Pull out every line in the entries below that contains the word "rodent", and copy each one in full.

Start of THE INPUT

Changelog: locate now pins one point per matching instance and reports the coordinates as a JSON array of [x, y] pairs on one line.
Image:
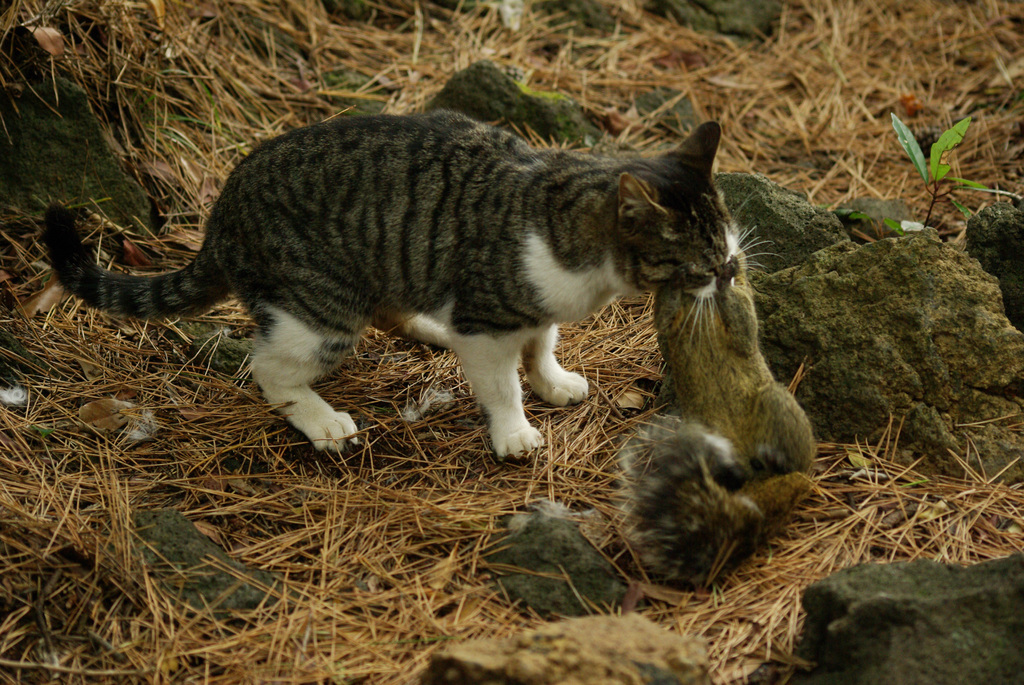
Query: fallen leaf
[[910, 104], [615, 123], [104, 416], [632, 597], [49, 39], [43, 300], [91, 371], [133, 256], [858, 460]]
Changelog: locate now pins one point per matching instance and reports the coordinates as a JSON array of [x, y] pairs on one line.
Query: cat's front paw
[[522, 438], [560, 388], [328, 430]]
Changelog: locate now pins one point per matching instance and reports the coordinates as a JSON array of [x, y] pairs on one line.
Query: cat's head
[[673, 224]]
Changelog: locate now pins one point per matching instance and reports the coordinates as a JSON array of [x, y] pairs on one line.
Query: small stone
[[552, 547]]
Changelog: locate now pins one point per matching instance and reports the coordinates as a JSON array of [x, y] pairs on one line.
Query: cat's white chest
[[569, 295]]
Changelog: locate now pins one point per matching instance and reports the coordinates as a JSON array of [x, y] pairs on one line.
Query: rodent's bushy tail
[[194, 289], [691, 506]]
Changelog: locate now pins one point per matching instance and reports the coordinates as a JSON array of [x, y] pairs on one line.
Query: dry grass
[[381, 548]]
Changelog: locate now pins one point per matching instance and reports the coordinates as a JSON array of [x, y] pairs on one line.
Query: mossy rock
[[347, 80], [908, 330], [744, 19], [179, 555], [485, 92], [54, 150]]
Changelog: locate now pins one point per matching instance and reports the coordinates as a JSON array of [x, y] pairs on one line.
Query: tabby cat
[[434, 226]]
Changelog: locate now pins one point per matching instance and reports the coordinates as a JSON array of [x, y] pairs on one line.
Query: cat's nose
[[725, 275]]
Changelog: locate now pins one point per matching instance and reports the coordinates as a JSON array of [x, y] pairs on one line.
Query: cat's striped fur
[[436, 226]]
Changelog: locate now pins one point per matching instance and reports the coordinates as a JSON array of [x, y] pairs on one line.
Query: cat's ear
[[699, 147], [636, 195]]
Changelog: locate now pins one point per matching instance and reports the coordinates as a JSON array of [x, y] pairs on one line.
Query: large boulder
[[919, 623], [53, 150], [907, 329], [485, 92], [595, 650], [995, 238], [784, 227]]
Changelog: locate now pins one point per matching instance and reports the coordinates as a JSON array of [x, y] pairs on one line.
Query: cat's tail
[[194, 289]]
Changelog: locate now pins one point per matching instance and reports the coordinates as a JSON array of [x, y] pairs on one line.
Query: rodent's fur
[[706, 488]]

End of THE INPUT

> _EXPECTED ANSWER_
Query: rodent's bushy tail
Query: rodent's fur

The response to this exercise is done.